** Request 1 **
Please copy the stretch of the Swift-devel message from "The cookbook is" through "swift wiki one?" word for word.
** Request 2 **
According to the Swift-devel message, what format is the cookbook written in?
** START Page **
[Swift-devel] MapReduce, doubts

Ketan Maheshwari ketancmaheshwari at gmail.com
Sun Aug 28 13:38:47 CDT 2011


Jon,

The cookbook is asciidoc located at:
http://www.ci.uchicago.edu/swift/cookbook/cookbook-asciidoc.html


On Sun, Aug 28, 2011 at 1:37 PM, Jonathan Monette <jonmon at mcs.anl.gov>wrote:

> I'll add it to the cookbook because I am not sure what mappers it works for
> and what options work. I only know that it works for those two mappers so
> testing to see exactly what works is needed. Is the cookbook in asciidoc or
> is it the ci swift wiki one?
>
> ----- Reply message -----
> From: "Michael Wilde" <wilde at mcs.anl.gov>
> Date: Sun, Aug 28, 2011 12:11 pm
> Subject: [Swift-devel] MapReduce, doubts
> To: "Jonathan Monette" <jonmon at mcs.anl.gov>
> Cc: "Yadu Nand" <yadudoc1729 at gmail.com>, "swift-devel" <
> swift-devel at ci.uchicago.edu>
>
>
> Jon, yes, thats right. Can you add the info below to the User Guide, or if
> time is pressing, to the cookbook?
** END Page **
** START Dataset excerpts **
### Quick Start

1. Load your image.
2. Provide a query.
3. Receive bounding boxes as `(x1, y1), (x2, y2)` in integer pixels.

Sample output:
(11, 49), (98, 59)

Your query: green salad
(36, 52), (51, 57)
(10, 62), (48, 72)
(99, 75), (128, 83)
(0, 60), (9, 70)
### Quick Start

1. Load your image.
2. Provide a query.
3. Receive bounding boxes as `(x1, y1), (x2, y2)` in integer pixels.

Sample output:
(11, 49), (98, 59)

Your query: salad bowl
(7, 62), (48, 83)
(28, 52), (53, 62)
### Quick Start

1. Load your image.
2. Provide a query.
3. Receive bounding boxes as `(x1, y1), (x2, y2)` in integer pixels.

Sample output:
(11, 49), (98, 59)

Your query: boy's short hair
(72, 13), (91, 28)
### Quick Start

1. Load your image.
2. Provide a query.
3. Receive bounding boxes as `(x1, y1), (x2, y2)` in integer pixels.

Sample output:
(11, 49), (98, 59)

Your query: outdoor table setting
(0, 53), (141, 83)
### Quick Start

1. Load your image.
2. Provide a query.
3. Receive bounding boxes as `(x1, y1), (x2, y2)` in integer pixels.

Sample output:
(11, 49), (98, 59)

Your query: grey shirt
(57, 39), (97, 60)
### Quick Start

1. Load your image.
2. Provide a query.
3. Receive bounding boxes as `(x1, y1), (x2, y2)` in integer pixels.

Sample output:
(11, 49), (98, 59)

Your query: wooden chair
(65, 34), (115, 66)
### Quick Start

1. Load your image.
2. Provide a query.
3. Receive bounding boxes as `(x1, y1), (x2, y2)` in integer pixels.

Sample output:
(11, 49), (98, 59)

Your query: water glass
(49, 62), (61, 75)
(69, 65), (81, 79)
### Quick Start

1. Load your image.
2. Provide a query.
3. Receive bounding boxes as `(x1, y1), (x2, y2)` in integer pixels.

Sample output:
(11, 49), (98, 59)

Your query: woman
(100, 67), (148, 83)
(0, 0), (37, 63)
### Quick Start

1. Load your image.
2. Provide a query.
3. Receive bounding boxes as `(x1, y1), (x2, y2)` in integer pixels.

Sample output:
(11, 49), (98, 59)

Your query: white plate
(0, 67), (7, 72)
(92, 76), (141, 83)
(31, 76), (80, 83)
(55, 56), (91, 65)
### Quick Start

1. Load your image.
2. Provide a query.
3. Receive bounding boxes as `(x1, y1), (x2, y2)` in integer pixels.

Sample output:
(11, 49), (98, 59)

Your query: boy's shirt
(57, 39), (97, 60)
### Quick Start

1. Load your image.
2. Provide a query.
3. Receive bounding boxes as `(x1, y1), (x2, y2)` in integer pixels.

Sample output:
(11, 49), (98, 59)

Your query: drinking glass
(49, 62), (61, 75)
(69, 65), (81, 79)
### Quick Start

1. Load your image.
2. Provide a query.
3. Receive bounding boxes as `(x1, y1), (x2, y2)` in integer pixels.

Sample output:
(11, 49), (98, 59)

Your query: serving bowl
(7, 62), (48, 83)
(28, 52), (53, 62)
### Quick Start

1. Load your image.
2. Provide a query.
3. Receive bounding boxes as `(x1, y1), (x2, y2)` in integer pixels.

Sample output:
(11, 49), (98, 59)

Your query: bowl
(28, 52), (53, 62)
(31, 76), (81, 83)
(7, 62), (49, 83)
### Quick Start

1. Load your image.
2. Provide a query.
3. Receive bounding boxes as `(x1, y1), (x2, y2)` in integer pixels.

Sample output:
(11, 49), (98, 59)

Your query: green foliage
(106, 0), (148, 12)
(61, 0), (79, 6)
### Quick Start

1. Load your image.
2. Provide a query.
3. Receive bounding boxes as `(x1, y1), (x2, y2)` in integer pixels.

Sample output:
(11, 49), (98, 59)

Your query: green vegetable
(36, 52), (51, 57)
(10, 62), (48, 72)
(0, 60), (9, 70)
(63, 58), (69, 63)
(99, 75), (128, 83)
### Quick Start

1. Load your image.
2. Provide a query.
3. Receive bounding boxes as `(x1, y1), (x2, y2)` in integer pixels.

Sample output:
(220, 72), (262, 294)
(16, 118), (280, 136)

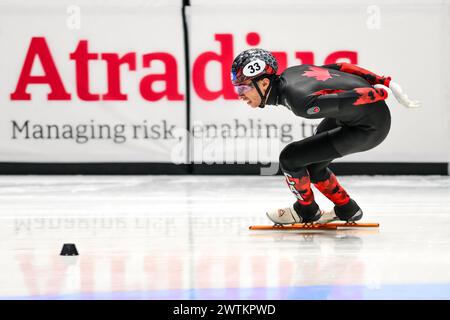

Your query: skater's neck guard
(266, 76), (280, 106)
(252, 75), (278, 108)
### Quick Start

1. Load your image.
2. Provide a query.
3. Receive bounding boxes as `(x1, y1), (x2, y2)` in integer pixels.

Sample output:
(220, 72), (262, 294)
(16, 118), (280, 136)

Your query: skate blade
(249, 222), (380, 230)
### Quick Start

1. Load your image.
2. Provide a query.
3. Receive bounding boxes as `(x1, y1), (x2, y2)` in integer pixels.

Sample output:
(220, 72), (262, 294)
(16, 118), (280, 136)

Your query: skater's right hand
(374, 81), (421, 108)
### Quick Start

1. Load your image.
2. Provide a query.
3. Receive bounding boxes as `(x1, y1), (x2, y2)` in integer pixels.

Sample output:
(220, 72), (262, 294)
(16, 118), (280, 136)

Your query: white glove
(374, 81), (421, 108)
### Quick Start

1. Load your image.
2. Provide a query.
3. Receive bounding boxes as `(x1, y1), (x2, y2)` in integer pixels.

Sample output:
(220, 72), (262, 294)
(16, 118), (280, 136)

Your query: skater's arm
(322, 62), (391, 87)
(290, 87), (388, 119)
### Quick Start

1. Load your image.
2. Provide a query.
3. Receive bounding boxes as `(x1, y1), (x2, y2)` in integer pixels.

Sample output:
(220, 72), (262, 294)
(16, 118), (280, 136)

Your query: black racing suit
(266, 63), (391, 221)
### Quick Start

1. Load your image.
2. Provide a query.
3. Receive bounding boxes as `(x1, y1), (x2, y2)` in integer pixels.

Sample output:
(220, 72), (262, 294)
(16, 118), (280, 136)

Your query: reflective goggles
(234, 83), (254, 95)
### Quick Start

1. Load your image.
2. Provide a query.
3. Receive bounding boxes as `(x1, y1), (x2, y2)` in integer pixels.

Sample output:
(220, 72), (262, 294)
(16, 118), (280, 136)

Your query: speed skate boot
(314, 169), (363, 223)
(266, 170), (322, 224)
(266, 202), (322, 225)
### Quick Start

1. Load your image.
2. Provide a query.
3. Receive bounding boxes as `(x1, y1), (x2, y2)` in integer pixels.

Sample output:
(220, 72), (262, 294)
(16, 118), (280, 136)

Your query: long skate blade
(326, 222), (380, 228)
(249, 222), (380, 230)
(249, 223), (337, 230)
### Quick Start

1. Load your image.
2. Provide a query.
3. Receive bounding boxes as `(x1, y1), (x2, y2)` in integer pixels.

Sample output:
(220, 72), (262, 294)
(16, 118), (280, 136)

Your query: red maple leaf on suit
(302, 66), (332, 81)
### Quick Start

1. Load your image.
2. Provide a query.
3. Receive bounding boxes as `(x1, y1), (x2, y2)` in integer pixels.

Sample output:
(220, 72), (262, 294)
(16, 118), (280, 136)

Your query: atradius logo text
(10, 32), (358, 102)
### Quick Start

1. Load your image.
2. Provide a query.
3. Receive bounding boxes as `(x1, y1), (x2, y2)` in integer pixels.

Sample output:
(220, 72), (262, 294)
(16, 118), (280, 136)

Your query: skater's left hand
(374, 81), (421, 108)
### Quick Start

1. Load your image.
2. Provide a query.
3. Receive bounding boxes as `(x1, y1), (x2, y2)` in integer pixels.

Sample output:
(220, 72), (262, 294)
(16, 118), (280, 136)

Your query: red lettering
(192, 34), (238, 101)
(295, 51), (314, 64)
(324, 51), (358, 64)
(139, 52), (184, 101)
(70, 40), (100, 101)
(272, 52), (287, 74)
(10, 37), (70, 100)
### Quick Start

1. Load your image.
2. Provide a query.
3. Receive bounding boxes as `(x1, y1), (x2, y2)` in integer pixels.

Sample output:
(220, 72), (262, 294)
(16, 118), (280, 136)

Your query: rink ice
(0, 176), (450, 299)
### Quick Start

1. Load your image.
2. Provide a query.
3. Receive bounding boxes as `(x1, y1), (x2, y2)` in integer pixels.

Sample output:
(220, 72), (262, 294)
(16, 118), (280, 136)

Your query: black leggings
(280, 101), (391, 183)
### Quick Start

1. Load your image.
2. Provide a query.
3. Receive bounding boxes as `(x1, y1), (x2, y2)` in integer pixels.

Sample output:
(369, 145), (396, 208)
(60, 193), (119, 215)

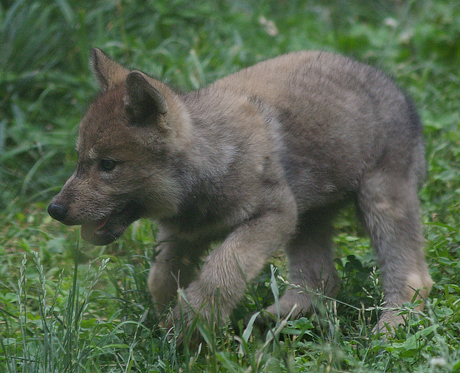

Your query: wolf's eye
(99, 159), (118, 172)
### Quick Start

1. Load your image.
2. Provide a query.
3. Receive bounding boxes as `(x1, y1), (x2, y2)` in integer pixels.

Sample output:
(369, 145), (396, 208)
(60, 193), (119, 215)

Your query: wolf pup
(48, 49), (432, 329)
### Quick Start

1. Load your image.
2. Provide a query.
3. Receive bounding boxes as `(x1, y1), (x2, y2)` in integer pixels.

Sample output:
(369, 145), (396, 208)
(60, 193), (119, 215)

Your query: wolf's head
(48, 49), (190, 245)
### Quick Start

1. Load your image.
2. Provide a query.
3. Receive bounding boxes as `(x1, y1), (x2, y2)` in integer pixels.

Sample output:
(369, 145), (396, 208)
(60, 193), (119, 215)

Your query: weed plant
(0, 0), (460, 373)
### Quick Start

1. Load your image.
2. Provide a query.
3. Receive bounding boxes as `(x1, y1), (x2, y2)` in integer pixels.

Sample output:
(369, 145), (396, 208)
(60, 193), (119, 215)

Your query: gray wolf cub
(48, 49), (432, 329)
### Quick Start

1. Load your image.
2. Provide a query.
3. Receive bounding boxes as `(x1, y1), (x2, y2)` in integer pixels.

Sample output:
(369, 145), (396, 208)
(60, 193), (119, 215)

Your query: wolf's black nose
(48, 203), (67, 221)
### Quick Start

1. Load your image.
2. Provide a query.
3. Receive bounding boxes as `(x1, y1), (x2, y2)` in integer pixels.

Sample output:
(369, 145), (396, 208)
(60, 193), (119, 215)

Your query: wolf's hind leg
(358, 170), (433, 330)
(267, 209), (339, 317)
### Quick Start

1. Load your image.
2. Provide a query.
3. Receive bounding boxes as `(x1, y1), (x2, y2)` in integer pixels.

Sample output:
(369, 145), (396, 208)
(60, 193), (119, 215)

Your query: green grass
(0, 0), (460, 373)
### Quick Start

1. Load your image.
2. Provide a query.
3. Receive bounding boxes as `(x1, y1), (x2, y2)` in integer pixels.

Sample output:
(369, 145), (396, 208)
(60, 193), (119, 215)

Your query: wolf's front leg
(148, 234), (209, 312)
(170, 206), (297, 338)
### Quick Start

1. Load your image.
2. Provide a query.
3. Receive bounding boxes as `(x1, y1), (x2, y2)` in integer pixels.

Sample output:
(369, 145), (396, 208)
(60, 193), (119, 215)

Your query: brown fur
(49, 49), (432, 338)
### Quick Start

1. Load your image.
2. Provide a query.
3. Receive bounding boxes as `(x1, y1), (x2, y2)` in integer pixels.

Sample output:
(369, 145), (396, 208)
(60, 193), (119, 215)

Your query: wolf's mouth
** END Dataset excerpts **
** Task result 1 **
The cookbook is asciidoc located at:
http://www.ci.uchicago.edu/swift/cookbook/cookbook-asciidoc.html


On Sun, Aug 28, 2011 at 1:37 PM, Jonathan Monette <jonmon at mcs.anl.gov>wrote:

> I'll add it to the cookbook because I am not sure what mappers it works for
> and what options work. I only know that it works for those two mappers so
> testing to see exactly what works is needed. Is the cookbook in asciidoc or
> is it the ci swift wiki one?

** Task result 2 **
The cookbook is in asciidoc.